EXERCISE | Count the lines in the records below that contain the string "fireplace". Reply with the number alone.

### RECORDS FOR THIS EXERCISE ###

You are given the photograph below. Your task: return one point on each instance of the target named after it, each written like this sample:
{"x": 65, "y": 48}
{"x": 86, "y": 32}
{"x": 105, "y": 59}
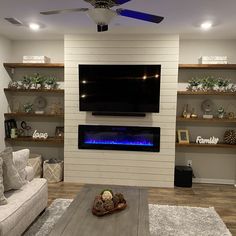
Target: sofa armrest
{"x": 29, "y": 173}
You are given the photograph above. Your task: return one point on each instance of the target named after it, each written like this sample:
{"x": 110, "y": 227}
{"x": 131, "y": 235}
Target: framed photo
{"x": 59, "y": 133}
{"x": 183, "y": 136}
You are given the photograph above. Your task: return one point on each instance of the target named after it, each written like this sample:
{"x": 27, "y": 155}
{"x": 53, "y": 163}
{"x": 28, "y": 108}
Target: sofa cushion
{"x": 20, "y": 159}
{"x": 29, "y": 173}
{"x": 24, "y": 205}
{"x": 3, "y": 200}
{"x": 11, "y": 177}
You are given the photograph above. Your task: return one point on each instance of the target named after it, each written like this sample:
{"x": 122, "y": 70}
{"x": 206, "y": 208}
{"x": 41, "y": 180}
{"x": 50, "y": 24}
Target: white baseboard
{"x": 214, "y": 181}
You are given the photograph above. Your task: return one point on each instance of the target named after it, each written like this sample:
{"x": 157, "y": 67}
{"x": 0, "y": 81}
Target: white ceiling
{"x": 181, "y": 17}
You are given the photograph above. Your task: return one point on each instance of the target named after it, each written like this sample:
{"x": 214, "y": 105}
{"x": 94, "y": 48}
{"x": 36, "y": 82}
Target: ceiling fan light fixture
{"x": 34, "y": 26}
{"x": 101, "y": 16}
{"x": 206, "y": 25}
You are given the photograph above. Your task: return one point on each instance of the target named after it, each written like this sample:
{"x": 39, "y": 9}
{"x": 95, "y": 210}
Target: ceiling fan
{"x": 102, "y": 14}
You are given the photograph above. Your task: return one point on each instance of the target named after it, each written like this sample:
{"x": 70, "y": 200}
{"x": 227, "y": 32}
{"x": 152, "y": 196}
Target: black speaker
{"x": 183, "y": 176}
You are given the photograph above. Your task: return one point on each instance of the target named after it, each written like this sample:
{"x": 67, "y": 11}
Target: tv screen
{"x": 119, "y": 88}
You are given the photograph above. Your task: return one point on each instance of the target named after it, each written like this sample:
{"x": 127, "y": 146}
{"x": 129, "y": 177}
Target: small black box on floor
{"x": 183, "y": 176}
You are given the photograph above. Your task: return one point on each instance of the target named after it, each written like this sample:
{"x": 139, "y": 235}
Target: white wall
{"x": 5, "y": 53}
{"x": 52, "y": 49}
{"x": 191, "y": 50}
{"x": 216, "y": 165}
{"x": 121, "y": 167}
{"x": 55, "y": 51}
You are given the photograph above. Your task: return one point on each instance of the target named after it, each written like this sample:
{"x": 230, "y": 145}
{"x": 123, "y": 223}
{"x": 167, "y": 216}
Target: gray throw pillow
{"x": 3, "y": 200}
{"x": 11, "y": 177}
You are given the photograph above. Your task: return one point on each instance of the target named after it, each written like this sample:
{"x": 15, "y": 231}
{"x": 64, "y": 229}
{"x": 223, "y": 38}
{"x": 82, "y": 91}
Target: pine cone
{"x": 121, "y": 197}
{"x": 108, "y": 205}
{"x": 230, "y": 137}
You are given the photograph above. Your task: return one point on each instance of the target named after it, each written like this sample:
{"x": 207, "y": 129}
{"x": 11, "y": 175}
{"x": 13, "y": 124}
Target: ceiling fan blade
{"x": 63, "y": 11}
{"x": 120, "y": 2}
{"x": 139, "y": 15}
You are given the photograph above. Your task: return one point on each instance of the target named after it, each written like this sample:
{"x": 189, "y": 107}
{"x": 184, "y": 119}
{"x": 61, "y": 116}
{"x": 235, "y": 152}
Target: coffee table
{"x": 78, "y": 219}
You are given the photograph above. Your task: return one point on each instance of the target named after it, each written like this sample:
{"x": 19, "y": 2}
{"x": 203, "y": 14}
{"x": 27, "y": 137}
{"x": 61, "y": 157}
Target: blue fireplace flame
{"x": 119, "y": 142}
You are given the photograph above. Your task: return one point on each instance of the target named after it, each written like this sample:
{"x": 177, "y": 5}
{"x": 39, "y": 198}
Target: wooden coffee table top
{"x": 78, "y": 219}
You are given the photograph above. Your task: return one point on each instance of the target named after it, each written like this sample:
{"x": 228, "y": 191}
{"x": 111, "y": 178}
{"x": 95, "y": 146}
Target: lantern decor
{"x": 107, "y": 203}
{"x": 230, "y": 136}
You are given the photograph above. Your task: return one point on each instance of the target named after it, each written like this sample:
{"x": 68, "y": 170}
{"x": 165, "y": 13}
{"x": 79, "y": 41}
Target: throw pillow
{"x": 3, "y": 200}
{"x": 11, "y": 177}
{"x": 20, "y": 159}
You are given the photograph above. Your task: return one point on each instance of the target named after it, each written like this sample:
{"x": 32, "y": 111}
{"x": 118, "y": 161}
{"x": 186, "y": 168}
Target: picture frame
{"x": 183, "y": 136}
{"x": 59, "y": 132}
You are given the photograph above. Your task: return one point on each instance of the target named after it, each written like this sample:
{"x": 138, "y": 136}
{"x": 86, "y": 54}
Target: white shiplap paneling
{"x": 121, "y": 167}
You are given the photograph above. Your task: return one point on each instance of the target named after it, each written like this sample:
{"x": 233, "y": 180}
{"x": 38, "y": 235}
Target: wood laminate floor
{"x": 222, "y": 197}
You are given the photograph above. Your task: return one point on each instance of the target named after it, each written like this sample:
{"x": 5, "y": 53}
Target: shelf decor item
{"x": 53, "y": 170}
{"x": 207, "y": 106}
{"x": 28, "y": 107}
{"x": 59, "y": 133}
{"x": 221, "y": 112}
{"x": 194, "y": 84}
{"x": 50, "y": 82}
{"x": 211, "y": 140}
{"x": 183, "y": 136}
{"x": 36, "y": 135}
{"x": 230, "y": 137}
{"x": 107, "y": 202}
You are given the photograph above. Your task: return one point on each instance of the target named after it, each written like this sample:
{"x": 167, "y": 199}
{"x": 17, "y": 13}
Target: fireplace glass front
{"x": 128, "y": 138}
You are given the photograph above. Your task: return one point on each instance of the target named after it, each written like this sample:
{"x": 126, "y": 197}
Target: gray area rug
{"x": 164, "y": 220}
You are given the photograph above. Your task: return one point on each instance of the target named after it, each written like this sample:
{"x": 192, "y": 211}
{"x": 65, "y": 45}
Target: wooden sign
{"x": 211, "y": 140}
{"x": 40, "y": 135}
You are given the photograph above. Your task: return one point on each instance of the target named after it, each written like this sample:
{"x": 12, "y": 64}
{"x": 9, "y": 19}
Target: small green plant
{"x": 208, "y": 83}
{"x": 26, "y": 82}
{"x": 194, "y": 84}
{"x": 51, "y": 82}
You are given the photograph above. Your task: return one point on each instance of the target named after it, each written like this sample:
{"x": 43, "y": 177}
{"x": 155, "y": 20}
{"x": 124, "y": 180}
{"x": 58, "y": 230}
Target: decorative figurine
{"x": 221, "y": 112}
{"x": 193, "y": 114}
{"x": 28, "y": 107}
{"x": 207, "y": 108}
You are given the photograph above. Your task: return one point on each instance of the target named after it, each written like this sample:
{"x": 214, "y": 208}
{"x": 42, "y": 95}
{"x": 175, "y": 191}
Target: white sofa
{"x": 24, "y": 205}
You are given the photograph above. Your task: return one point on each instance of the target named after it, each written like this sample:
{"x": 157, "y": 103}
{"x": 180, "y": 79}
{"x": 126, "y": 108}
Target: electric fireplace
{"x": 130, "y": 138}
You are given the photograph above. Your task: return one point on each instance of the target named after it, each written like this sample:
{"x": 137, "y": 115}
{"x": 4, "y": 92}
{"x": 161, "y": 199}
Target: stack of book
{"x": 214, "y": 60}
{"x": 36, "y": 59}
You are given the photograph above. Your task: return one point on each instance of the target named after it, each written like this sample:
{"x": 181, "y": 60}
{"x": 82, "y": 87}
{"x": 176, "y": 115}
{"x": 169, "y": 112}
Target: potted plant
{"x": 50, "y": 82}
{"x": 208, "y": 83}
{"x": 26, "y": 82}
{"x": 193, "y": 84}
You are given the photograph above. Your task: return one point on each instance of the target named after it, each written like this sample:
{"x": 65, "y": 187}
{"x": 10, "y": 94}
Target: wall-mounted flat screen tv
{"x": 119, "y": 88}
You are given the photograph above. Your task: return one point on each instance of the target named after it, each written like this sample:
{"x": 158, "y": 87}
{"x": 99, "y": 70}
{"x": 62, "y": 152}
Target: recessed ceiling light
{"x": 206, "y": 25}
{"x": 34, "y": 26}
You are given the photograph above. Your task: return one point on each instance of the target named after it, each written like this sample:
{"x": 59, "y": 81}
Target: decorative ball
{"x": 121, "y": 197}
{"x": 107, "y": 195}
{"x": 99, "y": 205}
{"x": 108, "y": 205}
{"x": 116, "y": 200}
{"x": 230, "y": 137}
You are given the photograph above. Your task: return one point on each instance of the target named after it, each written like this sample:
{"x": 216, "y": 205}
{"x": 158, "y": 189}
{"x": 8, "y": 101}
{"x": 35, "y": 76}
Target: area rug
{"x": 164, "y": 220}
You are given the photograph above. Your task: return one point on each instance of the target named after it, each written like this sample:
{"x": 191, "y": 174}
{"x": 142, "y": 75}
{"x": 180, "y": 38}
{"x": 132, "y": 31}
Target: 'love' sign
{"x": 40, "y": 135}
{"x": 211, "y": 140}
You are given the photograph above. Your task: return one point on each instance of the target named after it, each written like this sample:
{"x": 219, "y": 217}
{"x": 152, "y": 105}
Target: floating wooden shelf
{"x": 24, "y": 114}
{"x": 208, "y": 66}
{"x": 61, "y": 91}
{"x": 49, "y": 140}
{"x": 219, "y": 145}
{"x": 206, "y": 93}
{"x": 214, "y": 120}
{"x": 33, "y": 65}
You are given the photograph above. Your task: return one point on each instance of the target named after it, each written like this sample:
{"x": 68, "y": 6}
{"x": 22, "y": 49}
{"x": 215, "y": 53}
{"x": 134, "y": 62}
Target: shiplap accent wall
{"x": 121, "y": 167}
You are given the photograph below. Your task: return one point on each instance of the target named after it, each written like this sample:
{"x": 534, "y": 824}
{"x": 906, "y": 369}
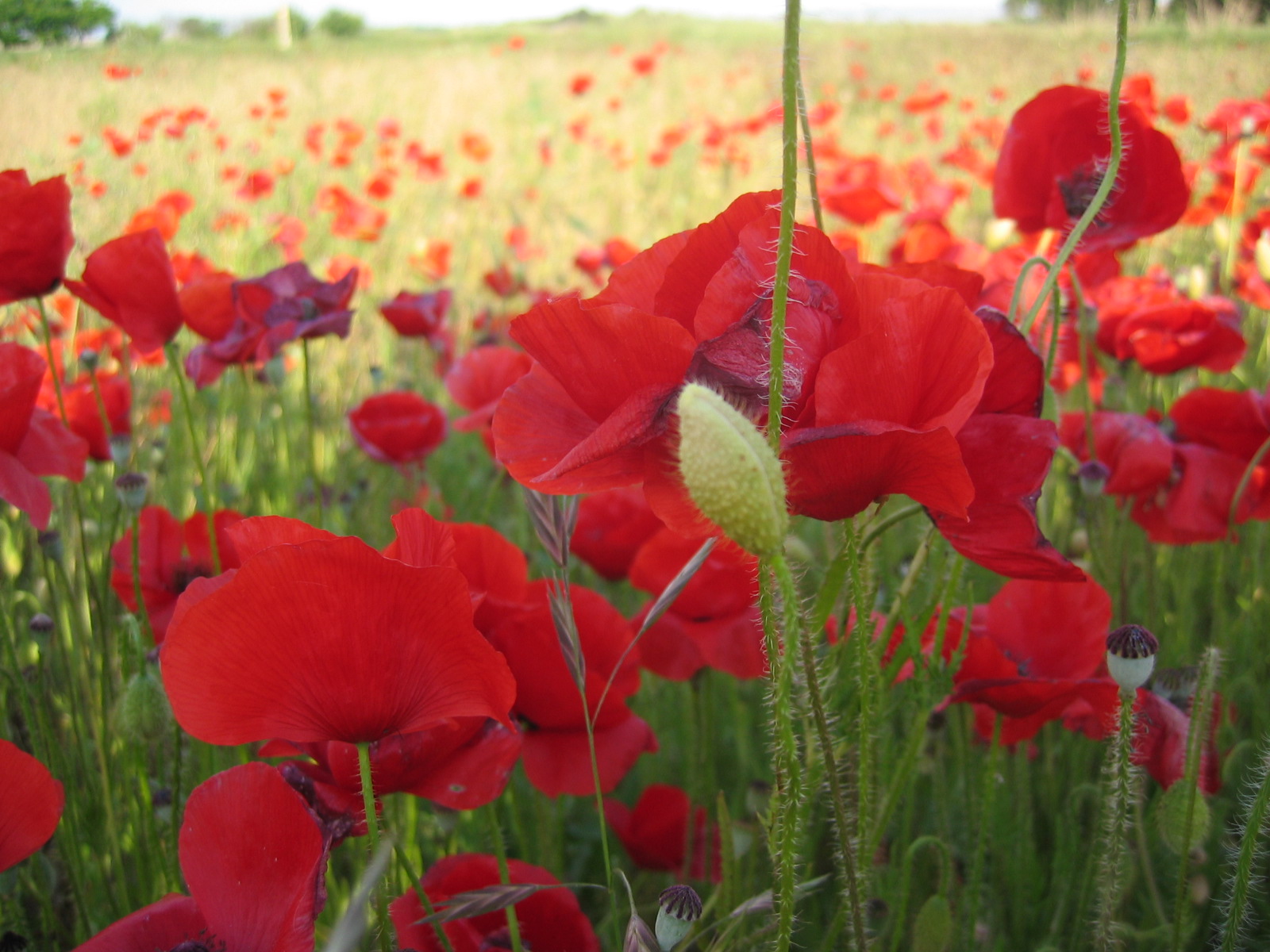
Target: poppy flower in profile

###

ANSWER FOR THIS EXERCISE | 3